===== EXTRAIT DU TEXTE
En déambulant à bord de la Betty, nous sommes impressionnées par la taille parfois démesurée des caves que nous voyons, dûe au mode de consommation du vin en Espagne. En effet, les Espagnols n’ont pas l’habitude d’acheter des bouteilles pour les conserver chez eux et les boire quelques années plus tard. Ce travail revient donc aux vignerons, qui doivent conserver dans leur bodega toutes les bouteilles en attente de l’année où elles seront bonnes à boire, ce qui leur demande un espace de stockage conséquent.
Puis c’est déjà l’heure de quitter le Rio Oja pour descendre dans la vallée d’un autre fleuve, le Duero. En arrivant de nuit, dans un petit village de quarante habitants, une famille croisée au détour d’une rue nous entraîne alors dans les traditions profondes de la région. Nous y découvrons en descendant un escalier dérobé, la bougie à la main, les caves cachées sous chaque maison du village. Creusées par les ancêtres dans la roche dure, elles représentent, plus que l’endroit où l’on prépare le vin de l’année, de véritables foyers où chaque jour toutes les générations se rassemblent pour savourer ensemble la fin d’une journée de travail.
==========
** EXERCICES **
1. D’après l’extrait, pourquoi les vignerons espagnols ont-ils besoin d’un grand espace de stockage ?
2. Les phrases (a), (b) et (c) correspondent-elles à l’extrait ? Répondez par oui ou par non, en citant les mots de l’extrait qui le montrent.
(a) Les caves du village ont été creusées dans la roche dure.
(b) Les Espagnols achètent souvent des bouteilles pour les boire quelques années plus tard.
(c) On descend aux caves par un escalier dérobé.
===== DONNÉES FOURNIES
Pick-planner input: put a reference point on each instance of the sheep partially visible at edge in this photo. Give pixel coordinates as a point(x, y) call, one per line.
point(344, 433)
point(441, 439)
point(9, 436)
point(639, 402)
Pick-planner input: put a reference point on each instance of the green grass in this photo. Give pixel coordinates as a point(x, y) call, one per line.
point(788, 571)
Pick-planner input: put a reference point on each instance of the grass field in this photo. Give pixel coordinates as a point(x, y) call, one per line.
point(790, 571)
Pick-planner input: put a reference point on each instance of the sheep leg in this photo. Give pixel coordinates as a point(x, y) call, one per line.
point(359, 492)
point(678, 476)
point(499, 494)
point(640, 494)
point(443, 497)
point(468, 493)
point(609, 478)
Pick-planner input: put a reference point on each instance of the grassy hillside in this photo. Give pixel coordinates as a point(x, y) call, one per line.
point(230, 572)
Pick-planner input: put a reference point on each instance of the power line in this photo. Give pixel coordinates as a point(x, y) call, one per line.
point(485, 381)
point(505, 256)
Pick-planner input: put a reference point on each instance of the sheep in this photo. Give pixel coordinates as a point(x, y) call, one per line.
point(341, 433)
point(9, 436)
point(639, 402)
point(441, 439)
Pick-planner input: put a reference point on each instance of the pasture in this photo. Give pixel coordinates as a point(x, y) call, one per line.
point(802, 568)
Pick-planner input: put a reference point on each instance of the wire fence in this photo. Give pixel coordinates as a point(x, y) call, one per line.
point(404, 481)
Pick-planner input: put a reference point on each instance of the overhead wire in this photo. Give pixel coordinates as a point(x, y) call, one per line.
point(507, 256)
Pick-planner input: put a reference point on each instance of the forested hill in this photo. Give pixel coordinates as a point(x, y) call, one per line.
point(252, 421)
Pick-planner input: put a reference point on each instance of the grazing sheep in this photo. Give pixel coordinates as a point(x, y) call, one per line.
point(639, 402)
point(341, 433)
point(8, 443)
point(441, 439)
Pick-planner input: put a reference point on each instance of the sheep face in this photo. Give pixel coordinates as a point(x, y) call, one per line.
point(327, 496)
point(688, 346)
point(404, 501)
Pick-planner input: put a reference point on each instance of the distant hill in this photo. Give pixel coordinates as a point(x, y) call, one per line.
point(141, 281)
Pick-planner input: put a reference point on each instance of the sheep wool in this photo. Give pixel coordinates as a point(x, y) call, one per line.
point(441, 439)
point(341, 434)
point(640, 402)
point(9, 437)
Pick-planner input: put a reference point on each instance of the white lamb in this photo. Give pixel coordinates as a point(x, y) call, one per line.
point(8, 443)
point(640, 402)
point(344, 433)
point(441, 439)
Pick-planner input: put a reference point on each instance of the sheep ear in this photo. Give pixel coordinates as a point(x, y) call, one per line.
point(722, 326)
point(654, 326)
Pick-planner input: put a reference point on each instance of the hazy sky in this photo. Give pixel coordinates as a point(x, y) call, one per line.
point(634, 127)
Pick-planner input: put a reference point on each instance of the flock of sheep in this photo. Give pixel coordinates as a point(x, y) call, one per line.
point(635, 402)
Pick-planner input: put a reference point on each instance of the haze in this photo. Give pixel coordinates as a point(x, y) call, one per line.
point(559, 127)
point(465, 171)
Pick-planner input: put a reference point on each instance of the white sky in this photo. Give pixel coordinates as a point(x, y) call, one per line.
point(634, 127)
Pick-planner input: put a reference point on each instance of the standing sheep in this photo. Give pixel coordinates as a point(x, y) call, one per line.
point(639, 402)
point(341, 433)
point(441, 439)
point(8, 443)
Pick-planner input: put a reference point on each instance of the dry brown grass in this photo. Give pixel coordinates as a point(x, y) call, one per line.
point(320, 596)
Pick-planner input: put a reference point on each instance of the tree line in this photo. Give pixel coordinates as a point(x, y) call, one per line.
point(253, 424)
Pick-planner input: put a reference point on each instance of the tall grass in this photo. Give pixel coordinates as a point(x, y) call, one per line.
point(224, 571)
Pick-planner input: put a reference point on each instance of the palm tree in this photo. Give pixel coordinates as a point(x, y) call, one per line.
==========
** CORRIGÉ PAR EXERCICE **
1. Ils doivent garder dans leur bodega toutes les bouteilles jusqu’à l’année où elles seront bonnes à boire, car les Espagnols n’ont pas l’habitude de les conserver chez eux.

2.
(a) Oui : « Creusées par les ancêtres dans la roche dure ».
(b) Non : « les Espagnols n’ont pas l’habitude d’acheter des bouteilles pour les conserver chez eux et les boire quelques années plus tard ».
(c) Oui : « en descendant un escalier dérobé ».